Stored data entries

--- START ---

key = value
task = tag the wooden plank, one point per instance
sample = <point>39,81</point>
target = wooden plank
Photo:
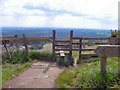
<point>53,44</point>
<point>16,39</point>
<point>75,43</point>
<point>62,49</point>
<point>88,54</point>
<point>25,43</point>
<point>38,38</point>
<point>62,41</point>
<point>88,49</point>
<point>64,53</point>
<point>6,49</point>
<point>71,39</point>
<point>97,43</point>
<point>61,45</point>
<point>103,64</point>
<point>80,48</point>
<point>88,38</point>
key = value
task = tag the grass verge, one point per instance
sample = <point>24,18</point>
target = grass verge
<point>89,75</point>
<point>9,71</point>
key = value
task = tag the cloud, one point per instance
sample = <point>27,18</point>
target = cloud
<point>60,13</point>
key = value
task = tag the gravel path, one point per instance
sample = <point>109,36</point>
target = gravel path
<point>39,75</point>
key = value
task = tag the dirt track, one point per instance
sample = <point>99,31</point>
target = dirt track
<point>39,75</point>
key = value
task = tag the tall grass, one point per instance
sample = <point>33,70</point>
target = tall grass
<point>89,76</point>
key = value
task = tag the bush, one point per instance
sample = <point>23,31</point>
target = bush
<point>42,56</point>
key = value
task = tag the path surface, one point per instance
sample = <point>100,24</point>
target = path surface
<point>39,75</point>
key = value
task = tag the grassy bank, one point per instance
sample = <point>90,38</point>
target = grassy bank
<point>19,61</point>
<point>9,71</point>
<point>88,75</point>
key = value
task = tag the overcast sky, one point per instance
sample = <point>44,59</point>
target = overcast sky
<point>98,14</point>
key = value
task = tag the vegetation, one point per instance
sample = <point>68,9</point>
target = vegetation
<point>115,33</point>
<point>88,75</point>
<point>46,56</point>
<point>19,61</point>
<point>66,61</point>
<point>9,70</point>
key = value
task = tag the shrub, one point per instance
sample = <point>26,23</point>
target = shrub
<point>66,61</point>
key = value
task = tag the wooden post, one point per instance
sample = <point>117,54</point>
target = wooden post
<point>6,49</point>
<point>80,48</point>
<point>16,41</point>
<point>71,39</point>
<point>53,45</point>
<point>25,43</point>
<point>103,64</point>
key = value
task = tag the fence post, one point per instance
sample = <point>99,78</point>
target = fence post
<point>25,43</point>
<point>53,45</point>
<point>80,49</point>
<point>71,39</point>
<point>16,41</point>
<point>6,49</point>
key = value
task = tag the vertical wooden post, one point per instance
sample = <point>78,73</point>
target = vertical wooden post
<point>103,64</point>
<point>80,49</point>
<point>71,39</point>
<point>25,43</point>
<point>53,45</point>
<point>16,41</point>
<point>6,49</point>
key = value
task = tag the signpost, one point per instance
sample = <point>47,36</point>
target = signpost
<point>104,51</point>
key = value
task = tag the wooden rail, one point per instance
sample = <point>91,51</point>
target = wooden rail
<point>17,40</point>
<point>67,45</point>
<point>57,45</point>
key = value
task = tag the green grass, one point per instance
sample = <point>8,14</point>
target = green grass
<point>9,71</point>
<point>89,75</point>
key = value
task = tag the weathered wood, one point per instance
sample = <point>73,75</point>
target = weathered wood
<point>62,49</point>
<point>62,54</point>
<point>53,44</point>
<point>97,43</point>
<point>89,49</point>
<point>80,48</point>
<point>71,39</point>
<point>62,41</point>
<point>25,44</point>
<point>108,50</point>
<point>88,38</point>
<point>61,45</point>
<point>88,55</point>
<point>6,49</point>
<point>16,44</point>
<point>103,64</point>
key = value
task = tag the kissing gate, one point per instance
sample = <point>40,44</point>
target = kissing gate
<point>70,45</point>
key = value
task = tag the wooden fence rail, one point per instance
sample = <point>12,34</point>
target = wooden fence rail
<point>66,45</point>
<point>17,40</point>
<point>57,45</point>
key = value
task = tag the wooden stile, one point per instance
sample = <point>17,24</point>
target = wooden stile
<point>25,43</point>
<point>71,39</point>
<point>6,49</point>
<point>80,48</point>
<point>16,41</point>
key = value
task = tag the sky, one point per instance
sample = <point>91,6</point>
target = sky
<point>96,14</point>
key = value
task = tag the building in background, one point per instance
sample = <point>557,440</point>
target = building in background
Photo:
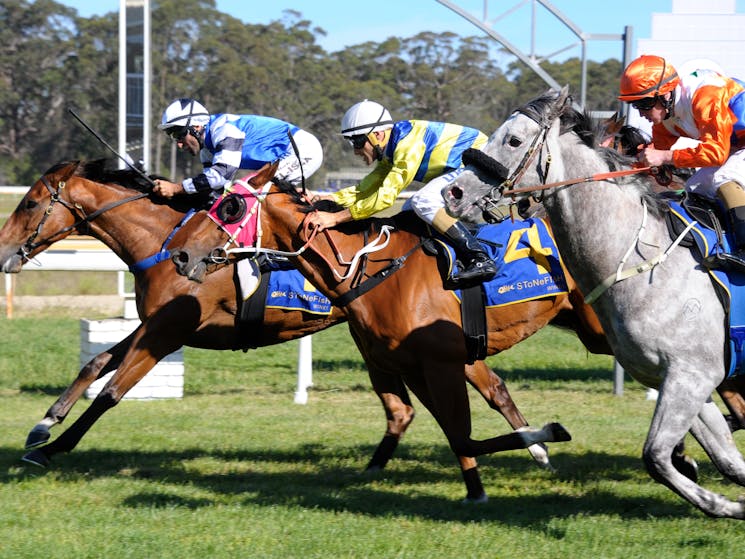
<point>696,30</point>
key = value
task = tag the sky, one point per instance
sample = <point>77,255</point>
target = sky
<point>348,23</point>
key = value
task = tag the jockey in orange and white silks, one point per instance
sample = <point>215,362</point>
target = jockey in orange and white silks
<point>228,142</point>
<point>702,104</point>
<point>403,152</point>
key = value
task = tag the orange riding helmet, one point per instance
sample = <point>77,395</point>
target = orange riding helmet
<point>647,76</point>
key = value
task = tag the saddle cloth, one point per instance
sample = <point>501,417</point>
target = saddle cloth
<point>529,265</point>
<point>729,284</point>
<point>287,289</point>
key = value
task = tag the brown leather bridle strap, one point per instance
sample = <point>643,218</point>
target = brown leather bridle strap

--- END ---

_What the task requires_
Check each line above for the word "plank", and copy the lines where it appears.

_Finished task_
task = tag the wooden plank, one point per instance
target = wooden plank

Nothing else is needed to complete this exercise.